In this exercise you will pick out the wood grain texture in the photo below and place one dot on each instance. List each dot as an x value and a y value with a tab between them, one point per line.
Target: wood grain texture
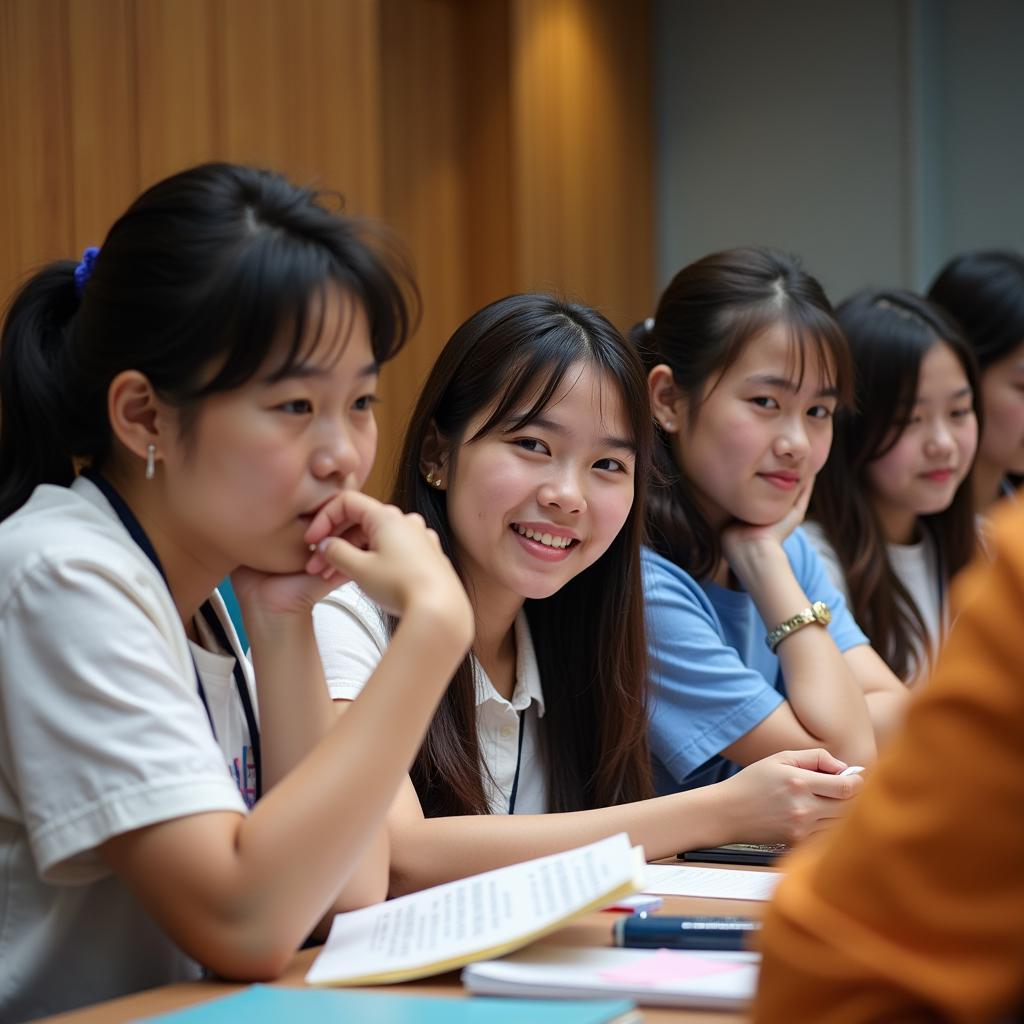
35	137
581	96
507	142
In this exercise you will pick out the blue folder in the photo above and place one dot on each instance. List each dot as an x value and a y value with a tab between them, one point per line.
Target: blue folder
267	1005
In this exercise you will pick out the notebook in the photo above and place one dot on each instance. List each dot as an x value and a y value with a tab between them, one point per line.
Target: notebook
652	977
478	918
266	1005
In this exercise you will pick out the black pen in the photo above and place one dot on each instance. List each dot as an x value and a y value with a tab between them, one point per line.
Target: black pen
667	932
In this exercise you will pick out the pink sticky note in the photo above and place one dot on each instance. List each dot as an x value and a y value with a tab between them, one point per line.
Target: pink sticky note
668	966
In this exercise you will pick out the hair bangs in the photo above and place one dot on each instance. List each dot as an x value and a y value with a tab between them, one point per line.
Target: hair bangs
534	377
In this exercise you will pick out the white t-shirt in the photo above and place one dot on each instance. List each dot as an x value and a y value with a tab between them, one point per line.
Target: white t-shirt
916	566
352	638
102	731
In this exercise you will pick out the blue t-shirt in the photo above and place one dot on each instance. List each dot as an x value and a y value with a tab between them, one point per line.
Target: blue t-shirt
713	675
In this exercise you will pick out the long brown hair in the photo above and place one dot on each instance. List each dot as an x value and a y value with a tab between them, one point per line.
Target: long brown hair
589	637
709	312
889	333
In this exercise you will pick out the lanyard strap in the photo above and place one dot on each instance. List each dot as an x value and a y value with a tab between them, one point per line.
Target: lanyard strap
136	532
518	765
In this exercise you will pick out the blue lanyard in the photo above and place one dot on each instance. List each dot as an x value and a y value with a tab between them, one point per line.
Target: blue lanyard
136	532
518	764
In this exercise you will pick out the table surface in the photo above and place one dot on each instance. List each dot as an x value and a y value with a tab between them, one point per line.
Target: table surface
592	930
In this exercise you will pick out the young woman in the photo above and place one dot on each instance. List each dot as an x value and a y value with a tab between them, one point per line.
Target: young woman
747	366
526	453
984	293
893	519
211	372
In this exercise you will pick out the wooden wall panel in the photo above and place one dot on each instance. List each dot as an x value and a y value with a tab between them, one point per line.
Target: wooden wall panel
424	185
489	236
36	179
506	141
103	129
299	92
581	99
177	71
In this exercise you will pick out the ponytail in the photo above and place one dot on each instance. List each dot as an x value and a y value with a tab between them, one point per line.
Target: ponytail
213	267
33	407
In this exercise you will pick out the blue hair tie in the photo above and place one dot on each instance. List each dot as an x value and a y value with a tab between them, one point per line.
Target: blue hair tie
84	269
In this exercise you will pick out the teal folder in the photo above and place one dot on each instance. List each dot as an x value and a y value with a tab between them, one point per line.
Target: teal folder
266	1005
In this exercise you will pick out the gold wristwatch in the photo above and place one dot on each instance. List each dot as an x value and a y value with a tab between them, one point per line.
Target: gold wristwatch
817	612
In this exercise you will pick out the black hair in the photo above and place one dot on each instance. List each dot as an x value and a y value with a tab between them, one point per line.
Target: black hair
984	292
195	287
706	316
588	637
889	332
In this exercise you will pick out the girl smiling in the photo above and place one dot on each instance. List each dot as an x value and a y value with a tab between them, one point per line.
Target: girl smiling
752	648
527	454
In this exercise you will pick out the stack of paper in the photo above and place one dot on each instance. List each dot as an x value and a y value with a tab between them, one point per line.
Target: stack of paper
652	977
719	883
478	918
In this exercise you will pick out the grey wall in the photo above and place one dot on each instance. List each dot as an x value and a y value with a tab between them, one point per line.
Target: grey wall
875	138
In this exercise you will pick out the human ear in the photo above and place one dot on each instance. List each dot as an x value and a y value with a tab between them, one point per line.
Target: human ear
433	456
138	419
667	402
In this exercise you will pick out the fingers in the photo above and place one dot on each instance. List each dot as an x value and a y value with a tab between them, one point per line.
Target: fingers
350	508
834	786
815	759
340	555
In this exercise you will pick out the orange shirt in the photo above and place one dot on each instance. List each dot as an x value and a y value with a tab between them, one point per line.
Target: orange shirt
912	908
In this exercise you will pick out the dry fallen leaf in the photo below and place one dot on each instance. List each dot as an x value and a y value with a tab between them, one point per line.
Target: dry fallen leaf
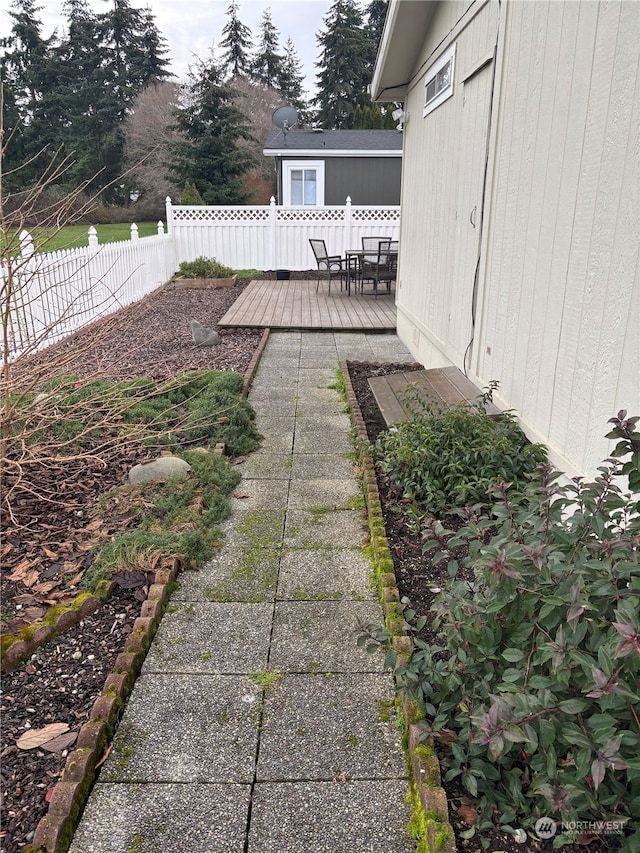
57	744
37	737
30	578
468	814
20	570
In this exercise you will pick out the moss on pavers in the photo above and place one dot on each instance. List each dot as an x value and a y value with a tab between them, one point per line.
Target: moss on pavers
148	818
347	738
202	637
318	636
212	735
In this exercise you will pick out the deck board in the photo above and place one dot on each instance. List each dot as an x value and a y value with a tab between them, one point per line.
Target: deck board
442	385
294	304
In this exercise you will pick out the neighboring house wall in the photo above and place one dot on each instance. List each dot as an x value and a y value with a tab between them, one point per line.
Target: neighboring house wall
365	180
526	271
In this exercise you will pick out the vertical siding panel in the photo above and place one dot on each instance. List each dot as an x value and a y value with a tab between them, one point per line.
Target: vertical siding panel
612	259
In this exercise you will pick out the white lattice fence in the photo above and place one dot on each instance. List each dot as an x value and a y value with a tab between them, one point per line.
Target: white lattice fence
274	237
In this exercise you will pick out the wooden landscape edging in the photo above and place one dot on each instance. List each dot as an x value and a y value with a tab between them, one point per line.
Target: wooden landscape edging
429	800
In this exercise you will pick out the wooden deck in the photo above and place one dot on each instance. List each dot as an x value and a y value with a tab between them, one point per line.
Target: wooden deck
442	385
296	305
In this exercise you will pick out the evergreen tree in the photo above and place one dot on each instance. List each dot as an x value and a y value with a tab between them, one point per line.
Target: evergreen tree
345	68
25	82
210	154
267	62
236	43
290	83
99	69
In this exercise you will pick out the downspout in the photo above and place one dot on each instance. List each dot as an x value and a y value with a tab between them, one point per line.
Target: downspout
476	277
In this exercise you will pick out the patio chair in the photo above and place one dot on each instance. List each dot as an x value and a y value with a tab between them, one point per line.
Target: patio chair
330	267
380	267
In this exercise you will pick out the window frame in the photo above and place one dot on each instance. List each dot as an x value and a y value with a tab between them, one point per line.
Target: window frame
289	166
449	56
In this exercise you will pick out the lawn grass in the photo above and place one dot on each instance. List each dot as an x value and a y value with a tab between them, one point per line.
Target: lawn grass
76	236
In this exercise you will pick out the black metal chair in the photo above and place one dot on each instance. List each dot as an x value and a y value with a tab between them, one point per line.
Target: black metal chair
380	267
331	267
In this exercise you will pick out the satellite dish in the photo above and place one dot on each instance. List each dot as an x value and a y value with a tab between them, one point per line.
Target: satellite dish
284	118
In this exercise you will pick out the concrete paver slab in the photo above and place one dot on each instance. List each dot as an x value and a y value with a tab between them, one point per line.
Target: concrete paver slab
209	735
340	529
254	495
332	465
167	818
334	573
242	572
329	436
325	493
211	638
319	636
341	817
267	466
351	737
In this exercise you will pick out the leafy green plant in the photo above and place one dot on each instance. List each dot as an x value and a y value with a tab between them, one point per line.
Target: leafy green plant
453	456
204	268
531	689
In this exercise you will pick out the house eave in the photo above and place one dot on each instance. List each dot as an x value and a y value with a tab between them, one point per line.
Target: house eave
325	152
400	46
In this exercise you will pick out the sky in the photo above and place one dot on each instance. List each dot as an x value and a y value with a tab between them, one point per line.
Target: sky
192	27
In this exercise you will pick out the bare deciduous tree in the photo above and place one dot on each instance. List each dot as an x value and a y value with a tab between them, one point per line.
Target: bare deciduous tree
148	132
258	102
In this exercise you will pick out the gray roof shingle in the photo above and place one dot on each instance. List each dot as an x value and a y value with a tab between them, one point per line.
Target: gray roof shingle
335	140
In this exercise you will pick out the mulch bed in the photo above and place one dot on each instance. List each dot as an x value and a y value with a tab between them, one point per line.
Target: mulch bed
419	580
60	682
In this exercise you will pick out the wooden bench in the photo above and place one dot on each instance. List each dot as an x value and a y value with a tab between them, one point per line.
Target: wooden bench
442	384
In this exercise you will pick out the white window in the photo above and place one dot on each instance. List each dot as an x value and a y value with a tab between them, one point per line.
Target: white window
438	82
303	182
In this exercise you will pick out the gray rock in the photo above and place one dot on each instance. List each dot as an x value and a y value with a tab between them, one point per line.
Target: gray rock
164	468
203	337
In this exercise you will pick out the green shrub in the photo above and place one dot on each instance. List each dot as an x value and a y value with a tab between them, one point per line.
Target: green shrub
531	690
454	456
204	268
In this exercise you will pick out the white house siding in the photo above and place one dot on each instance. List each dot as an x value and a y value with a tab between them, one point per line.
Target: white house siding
442	183
562	244
558	314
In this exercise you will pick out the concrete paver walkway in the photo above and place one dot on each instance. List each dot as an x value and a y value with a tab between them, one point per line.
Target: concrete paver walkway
257	724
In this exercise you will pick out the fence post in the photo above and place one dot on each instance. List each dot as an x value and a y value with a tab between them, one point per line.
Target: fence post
273	235
26	244
347	222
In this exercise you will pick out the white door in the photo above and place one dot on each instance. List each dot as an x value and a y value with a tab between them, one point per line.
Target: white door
472	153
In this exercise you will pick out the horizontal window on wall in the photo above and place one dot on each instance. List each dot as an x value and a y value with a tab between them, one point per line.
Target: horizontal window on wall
438	81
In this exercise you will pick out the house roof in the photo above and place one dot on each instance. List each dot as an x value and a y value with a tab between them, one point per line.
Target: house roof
__________
## Task objective
Given the data above, transcribe exactly the lines from the one containing "In this exercise you will pick out the deck" down to the one containing "In this exercise you will pick out the vertical", and no others.

## Answer to this problem
In this exercise you will pick out the deck board in the photo above and place one dot on each instance. List each dot as an x value and a y value with a tab between them, one point per line.
Target: deck board
442	385
294	304
In this exercise you will pick out the neighboring house wall in the photo above and place one dot on each instance. List each dot as an x value and a y value with a tab between them, one point per line.
Target: neighboring house wall
365	180
526	271
In this exercise you will pick out the vertical siding panel in the photo above and place one dot on each instance. List each dot as an x value and a y value with a tab between them, one point per line.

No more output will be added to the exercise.